◆ **Work to be completed**
Reproduce the section of the passage on the hip hop group The Team between "The Team is" and "Theft Auto V.", inclusive.

◆ **Excerpt**
[Begin]

The Team is a hip hop group from Bay Area and Oakland, California. The group consists of four emcees: Clyde Carson, Mayne Mannish, and Kaz Kyzah and also one affiliated member named Jungle. They are associated with West Coast hip hop music, and have a unique sound that showcases the diversity of hyphy music. The group is best known for their local hits "It's Gettin' Hot" (2004) and "Hyphy Juice (The Remix)" (2006). The Team re-gained popularity in late 2005 after dropping the singles "Just Go" and "Bottles Up" to promote their new album, World Premiere, which peaked at number 95 on the Billboard Top R&B/Hip-Hop Albums, and number 50 on the Billboard Top Independent Albums. They are known for their song "Slow Down", which was featured in the 2013 video game Grand Theft Auto V.

Member Clyde Carson has since broken as a solo artist. He has come out with many singles including "Slow Down", "Secret Lover", "Tuk Spot", and "Pour Up", and has featured in songs with rappers such as Andre Nickatina, E-40, Baby Bash, Roach Gigz, The Game, and Too $hort.

[End]

◆ **Data block**
[Begin]

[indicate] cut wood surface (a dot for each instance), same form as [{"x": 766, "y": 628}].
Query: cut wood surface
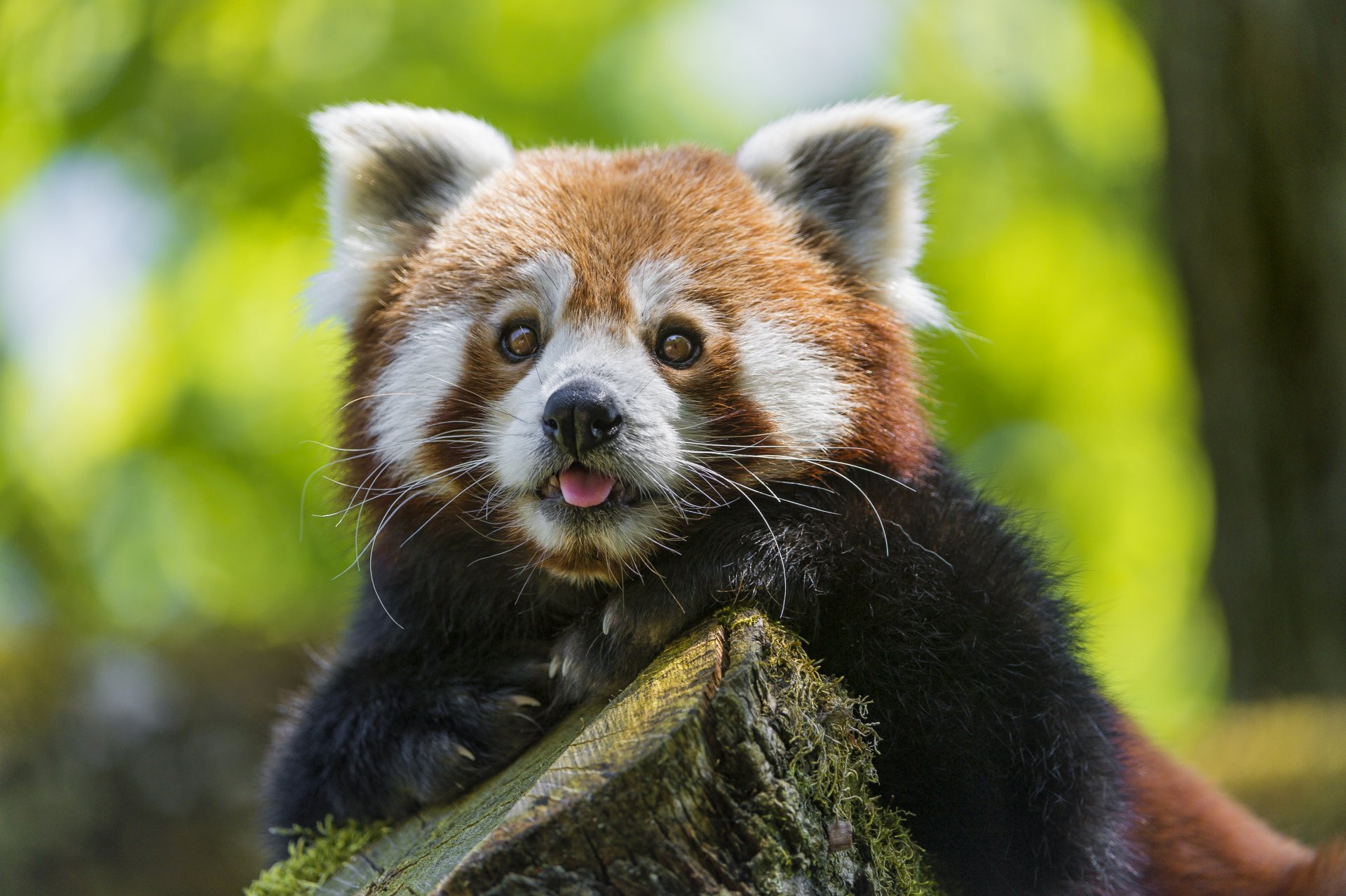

[End]

◆ **Exercise response**
The Team is a hip hop group from Bay Area and Oakland, California. The group consists of four emcees: Clyde Carson, Mayne Mannish, and Kaz Kyzah and also one affiliated member named Jungle. They are associated with West Coast hip hop music, and have a unique sound that showcases the diversity of hyphy music. The group is best known for their local hits "It's Gettin' Hot" (2004) and "Hyphy Juice (The Remix)" (2006). The Team re-gained popularity in late 2005 after dropping the singles "Just Go" and "Bottles Up" to promote their new album, World Premiere, which peaked at number 95 on the Billboard Top R&B/Hip-Hop Albums, and number 50 on the Billboard Top Independent Albums. They are known for their song "Slow Down", which was featured in the 2013 video game Grand Theft Auto V.